> **PASSAGE TO READ**:
····················

The Market Today

Trade Optimism Levels Off as Growth Worries Remain

by Craig Dismuke, Dudley Carter


Auto Sales and a Couple of Fedspeakers: Today’s economic calendar is the quietest of this holiday-shortened week, with just two Fed officials scheduled to make remarks before an update on auto sales that is expected later in the session. New York Fed President Williams was expected to make remarks on the global economy at 5:35 a.m. CT, but his comments drove no meaningful headlines. At 10 a.m. CT, Cleveland Fed President Mester is scheduled to speak on the economy at an appearance in London. As to Tuesday’s lone data report, economists expect auto sales cooled in June after beating expectations in May.



Yesterday – S&P 500 Eclipsed Previous All-Time High on Hopes Restart of Trade Negotiations Will Keep Longest Expansion on Record Going: The S&P 500 ripped higher at the opening bell, retreated gradually through most of Monday’s session, but recovered in the final couple of hours to end at a new all-time high. The current economic recovery turned expansion became the longest on record Monday. Equity investors cheered a weekend agreement between the U.S. and Chinese presidents to restart trade negotiations that those investors hope will help extend the current unprecedented stretch of economic growth. However, the initial optimism was beset by several data releases reinforcing the weight of those hopes. June manufacturing PMIs pointed to contraction across China and Europe and the ISM’s update showed the weakest pace of U.S. activity since before the presidential election (more below). Those reports played a part in equities trimming their gains and also helped drag Treasury yields down from their overnight highs. Adding to the downward pull on U.S. yields was a sharp reversal lower by European yields during the U.S. session. The ECB’s new chief economist said it’s of utmost importance that central banks “proactively” respond to shocks and noted the ECB “can add further monetary accommodation if it is required.” Separately, a hawkish council member on the ECB’s Governing Council noted it is “indisputable” that inflation is low. The German 10-year yield dropped 2.8 bps on Monday to close at -0.36%, a new all-time low. However, U.S. stocks recovered late and shorter Treasury yields ticked back up. The S&P ultimately gained 0.8% while the 2-year yield added 3.2 bps to 1.79%. The 10-year yield rose 1.9 bps to 2.02%.


Overnight – Trade Optimism Levels Off as Growth Worries Remain: Optimism around the weekend trade truce abated Tuesday following reminders of why a treaty between the U.S. and China is of utmost importance. Global stocks leveled off on Tuesday and Treasury yields moved back down a day after separate reports showed manufacturing activity slowed around the globe in June. Chinese stocks were mixed while Europe’s Stoxx 600 ticked higher by 0.2% just before 7 a.m. CT. Shifting central banks were a major theme for the markets in June (more below) as global growth worries tied to the trade tensions have led to expectations for easier monetary policy in the months ahead. Overnight, the Reserve Bank of Australia cut its target rate for a second time in a month to an all-time low of 1.00% in hopes of boosting economic activity down under. Yields in the U.K., however, were leading all declines among major global economies in response to the country’s construction PMI sinking to its weakest level in more than a decade under the weight of incessant Brexit uncertainty. The U.K.’s 10-year yield dropped 5.3 bps to 0.76%, a new low since 2016. German yields briefly spiked on a headline the ECB was in no rush to cut rates in July and could opt instead for changes to the statement’s language to point to a possible adjustment in September. U.S. equity futures fell just below breakeven while the 2- and 10-year Treasury yields dipped 1.8 bps and 2.2 bps, respectively.

····················

> **DATA SUPPLIED**:
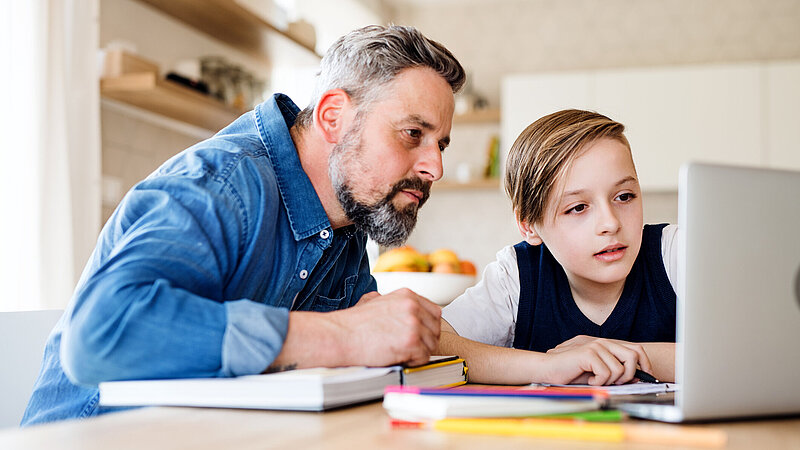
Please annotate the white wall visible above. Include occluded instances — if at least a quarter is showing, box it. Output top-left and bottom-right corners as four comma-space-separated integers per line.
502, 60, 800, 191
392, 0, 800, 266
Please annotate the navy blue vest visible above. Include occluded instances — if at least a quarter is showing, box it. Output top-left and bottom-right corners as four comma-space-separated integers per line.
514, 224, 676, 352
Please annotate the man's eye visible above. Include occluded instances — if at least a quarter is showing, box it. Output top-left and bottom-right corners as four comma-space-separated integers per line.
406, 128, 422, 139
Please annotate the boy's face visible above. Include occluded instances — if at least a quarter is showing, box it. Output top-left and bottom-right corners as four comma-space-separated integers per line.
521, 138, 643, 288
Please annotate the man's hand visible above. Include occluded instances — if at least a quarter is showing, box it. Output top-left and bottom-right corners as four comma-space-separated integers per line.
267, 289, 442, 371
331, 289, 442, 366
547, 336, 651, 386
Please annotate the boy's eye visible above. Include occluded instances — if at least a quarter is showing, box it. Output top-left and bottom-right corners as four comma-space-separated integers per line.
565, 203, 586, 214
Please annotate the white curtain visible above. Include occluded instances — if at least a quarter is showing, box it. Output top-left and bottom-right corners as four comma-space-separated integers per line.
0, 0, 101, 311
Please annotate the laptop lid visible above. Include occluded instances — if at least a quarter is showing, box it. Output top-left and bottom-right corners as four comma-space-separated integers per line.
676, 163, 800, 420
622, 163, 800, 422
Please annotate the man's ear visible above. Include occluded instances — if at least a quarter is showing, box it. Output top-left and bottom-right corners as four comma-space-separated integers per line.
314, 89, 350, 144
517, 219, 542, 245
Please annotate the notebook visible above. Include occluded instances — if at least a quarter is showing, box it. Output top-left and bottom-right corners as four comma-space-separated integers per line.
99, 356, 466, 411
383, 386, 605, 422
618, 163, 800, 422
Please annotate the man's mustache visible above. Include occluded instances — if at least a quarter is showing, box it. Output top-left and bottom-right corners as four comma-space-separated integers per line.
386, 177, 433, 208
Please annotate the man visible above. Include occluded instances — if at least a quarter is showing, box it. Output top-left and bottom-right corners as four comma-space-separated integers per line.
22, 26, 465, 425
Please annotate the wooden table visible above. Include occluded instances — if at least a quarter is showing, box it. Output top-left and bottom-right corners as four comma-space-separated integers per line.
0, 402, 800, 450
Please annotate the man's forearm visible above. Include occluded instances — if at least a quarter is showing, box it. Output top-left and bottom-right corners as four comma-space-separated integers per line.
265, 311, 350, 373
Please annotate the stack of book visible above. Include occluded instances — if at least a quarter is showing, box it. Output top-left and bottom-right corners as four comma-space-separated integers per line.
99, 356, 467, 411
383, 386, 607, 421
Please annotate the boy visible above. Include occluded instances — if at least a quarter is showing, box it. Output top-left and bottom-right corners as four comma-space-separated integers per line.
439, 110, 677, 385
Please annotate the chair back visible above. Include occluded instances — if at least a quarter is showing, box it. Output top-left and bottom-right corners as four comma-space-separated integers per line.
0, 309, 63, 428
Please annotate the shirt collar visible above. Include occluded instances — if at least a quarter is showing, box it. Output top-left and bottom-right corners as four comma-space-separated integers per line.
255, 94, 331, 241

····················

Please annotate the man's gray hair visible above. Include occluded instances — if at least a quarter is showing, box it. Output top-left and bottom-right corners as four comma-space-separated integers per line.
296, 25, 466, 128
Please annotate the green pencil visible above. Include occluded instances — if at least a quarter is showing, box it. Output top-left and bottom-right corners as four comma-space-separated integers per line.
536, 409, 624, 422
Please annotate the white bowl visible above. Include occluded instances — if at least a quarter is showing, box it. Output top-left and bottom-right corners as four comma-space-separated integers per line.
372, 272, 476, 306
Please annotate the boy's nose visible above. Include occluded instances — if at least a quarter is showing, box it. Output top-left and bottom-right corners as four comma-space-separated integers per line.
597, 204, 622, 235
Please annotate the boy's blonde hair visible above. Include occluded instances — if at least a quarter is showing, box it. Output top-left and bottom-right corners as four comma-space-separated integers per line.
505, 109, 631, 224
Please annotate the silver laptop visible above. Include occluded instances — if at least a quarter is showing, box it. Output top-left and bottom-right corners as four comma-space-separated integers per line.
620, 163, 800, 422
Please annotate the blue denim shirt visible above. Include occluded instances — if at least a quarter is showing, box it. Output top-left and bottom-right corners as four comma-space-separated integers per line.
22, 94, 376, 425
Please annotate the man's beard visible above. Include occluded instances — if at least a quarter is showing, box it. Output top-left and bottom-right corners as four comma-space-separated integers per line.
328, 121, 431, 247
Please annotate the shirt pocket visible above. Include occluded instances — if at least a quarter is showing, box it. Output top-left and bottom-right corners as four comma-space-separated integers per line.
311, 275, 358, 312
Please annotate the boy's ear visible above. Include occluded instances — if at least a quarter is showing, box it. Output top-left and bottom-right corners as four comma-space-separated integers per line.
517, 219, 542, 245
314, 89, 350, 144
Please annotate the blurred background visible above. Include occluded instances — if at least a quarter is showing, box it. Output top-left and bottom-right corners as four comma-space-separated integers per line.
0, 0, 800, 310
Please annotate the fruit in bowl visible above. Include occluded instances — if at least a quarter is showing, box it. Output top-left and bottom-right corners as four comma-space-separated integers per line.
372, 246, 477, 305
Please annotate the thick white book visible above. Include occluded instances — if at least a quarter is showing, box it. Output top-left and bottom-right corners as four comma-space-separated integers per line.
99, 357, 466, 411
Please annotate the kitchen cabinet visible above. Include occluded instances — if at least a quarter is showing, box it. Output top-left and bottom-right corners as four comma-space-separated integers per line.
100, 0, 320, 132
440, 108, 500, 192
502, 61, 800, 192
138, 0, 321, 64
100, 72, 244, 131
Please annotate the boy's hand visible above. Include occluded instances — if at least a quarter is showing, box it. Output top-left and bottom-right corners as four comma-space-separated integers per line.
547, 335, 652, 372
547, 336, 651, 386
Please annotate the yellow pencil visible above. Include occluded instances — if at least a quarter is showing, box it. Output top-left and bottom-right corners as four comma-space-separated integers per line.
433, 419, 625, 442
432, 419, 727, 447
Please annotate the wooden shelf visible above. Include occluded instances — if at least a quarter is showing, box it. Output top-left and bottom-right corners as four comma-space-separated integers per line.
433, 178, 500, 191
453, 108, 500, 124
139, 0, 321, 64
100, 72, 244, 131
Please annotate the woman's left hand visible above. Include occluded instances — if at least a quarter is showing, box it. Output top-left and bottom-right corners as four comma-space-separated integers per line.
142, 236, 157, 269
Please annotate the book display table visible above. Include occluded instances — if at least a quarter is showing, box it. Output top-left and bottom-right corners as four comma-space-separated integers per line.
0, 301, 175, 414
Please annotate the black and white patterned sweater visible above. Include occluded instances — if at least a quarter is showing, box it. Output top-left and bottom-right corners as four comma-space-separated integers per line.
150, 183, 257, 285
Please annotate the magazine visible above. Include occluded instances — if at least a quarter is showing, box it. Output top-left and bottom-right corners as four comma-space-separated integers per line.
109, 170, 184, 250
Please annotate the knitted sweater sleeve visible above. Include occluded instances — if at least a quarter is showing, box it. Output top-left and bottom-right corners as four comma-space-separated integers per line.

····················

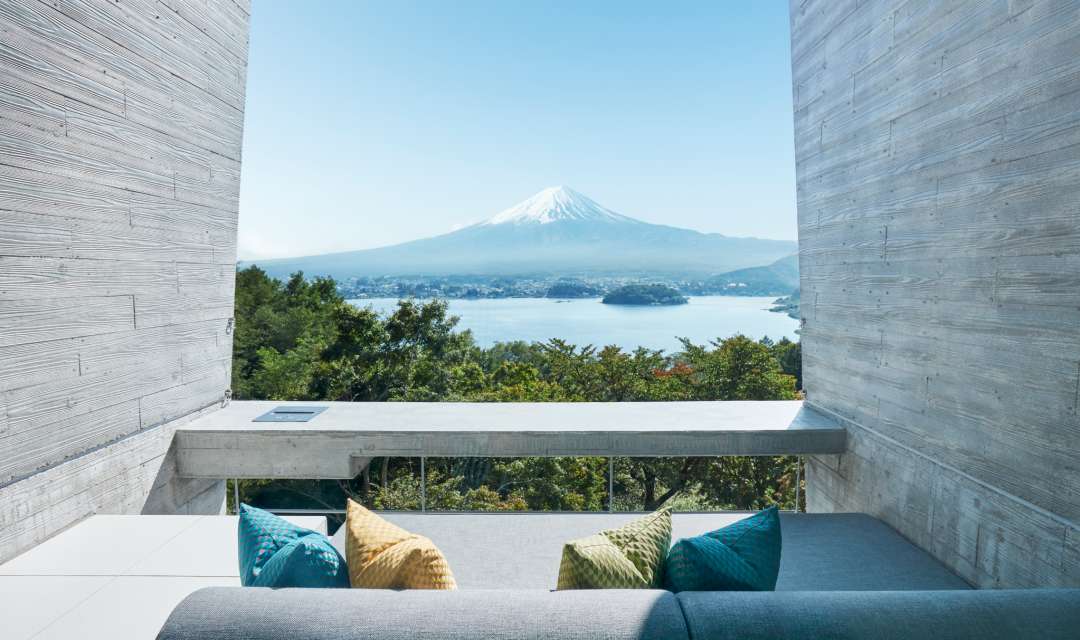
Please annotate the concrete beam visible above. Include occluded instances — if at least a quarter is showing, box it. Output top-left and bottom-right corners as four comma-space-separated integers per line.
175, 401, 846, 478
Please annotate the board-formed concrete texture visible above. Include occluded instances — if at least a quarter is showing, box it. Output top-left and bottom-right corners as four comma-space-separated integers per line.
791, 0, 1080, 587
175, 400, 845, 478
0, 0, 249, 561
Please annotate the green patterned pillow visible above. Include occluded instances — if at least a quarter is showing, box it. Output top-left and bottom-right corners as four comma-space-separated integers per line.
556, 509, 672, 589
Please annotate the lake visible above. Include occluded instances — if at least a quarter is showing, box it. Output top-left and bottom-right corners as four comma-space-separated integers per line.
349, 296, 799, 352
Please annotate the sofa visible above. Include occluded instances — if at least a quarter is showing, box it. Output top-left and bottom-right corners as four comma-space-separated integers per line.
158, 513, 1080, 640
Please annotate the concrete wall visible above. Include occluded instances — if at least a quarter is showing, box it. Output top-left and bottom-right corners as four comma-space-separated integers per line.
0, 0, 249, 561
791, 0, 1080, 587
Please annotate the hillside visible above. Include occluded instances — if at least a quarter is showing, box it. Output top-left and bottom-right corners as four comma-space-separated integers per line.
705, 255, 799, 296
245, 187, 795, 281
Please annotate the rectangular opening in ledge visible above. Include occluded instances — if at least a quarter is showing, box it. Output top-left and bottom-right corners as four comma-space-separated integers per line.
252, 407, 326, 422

····················

> **WORK INSTRUCTIONS**:
1/ In the market commentary, to what level did the Reserve Bank of Australia cut its target rate?
2/ List every government bond yield in the market commentary that is given with a specific percentage level, and include that level.
3/ Please carry the market commentary forward from its last sentence, keeping the same style.
The entries play no part in what follows and can be left aside.

> **ANSWERS PER TASK**:
1/ It cut its target rate to an all-time low of 1.00%.

2/
- German 10-year yield: -0.36%
- U.S. 2-year yield: 1.79%
- U.S. 10-year yield: 2.02%
- U.K. 10-year yield: 0.76%

3/
ISM Manufacturing PMI Beat Expectations in June at 33-Month Low:
The ISM’s manufacturing PMI fell less than expected in June, but still registered its weakest reading since the 2016 presidential election. The headline index dropped from 52.1 to 51.7 last month, holding above the 51.0 level economists expected. The details were a mixed bag but the broader takeaway is that sentiment has been buffeted by the ongoing tensions. While production and employment firmed up in the face of uncertainty, new orders slowed to the weakest level since 2015, inventories contracted for the first time since 2017, and there was the least pressure on supplier delivery times since late 2016. Although it didn’t impact the headline PMI, the prices paid index posted the biggest monthly change of all of the underlying indices. The 5.3-point drop was driven in part by 23.9% of respondents report lower raw materials costs, the largest share since February 2016.


Construction Spending Slipped in May: Construction spending fell 0.8% in May but was revised from unchanged to up 0.4% in April. The decline in May was driven by lower spending on residential and non-residential projects in both the private and public sectors. In the private sector, non-residential activity contracted 0.9% while weaker home improvement and single family activity led to the 0.6% drop in the residential category. Residential spending has contracted for five months in a row and has slowed on a year-over-year basis in 15 of the last 22 months. Total public construction dropped 0.9% in May on a 5.2% slump in federal spending and a 0.6% decline at the state and local level. Despite the monthly decline, public spending has been generally strengthening since early in 2017.


ICYMI – June 2019 Monthly Review: The S&P 500 snapped back sharply in June and Treasury yields fell to multi-year lows in response to the world’s major central banks pivoting to a more dovish posture amid increased uncertainty. After tumbling 6.6% in May, the S&P 500 rallied back 6.9% on hopes responsive monetary policy could be a salve for the trade-induced economic slowdown. The surge represented the strongest June gain since 1955 and, helped out by a disastrous December, capped the strongest first-half performance (+17.3%) for the index since 1997. With investors now expecting the Fed could lower rates by 0.75% before the end of 2019, the 2-year yield dropped as low as 1.69% intraday, its lowest mark since November 2017, while the 10-year yield fell as low as 1.97%, a new low since the 2016 presidential election. Click here to view the full June review.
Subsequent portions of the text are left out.